Could be wrong on this, but I think your problem with the pitting on your rollers and your race are the result of two different factors. One is the likelihood that your trailer was parked with a relatively high weight load on board without being moved over a protracted period of time. The second is the phenomena of compression electrolysis whereby two different metal alloys, when compressed, exchange metal due to interactive electrolysis. You cannot polish-out this disparity once it occurs because while it might work temporarily the reaction will recur so the solution is to increase the bearing quality as well as a higher-heat grease formula. Mike Kirwan - Kenmore, WA
Great work overall. But if you notice, the rear axle has a higher spindle than the front axle. Therefore the wheels will not be lined up! 2 front tires will be lower to the ground.
I can’t say anything else but well done if I was able to do this I wouldn’t have to spend $6,000 plus on a trailer well done sir
Thanks!
Are brass punches better to use in this case? ... I mean for installing races and such?
Yes, the brass is soft. So when hitting against the hub or the races the brass will dent but the hub or the races will not.
Good day Interesting video. A neighbour 's front wheel came off pick-up {back in 80's} outside bearing or little one let go, nothing too hold tire on. Thanks
Nice job Mike, fun video to watch, my guess on the corroded bearing and race, (old boat trailer) yep, talk to you later buddy
Yeah, I think your right.
The grease seemed milky when he tore it down.
@@kevinhornbuckle that was a good fix , should be good to go now
@@kevinhornbuckle It was, definitely had some water emulsified in there. That was on the axle that was on the boat trailer when I bought it.
You really need to get another straight axle, so your axles are the same type. It will be bad for the suspension to run 2 different kinds of axles. When you load your trailer correctly with tongue weight, you run the chance of the equalizer maxing out and a bump can actually cause the front shackle on the rear axle to invert when the rear axle unloads a little.
I can't argue with your logic. I'm looking at replacing the drop axle with a round straight axle. Thanks for the feedback.
Yes the fact that there is a straight axle on the front and a drop axle in the rear is going to cause issues from suspension travel to possibly tire wear problems. I would invest is another rear axle as soon as possible. Another think to consider is to loosen all suspension hardware along with u bolts and tighten these with the trailer on the ground under load. Good luck and the trailer looks great!
The piece in the middle goes like a T not an upside down T. I made that mistake .
Brakes are easier to put on than you think, the axles already have the flanges installed for the backing plates. I would put the brakes on both axles if you have the extra 250 bucks. Been there done that!
Nice job! I feel like your bearings failed because of poor lubrication. I normally place grease in my palm and force it into all of the voids in the cage.
Excellent work I would trust your work 100% 😊
Thanks!

····················

* [Aim of the task] Please retype the part of the trailer repair comments between "Yes, the brass" and "tore it down.", inclusive.

* [Records shown]
····················

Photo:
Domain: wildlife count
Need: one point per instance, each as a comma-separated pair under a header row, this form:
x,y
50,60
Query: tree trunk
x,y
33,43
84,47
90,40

····················

* [Solution below]
Yes, the brass is soft. So when hitting against the hub or the races the brass will dent but the hub or the races will not.
Good day Interesting video. A neighbour 's front wheel came off pick-up {back in 80's} outside bearing or little one let go, nothing too hold tire on. Thanks
Nice job Mike, fun video to watch, my guess on the corroded bearing and race, (old boat trailer) yep, talk to you later buddy
Yeah, I think your right.
The grease seemed milky when he tore it down.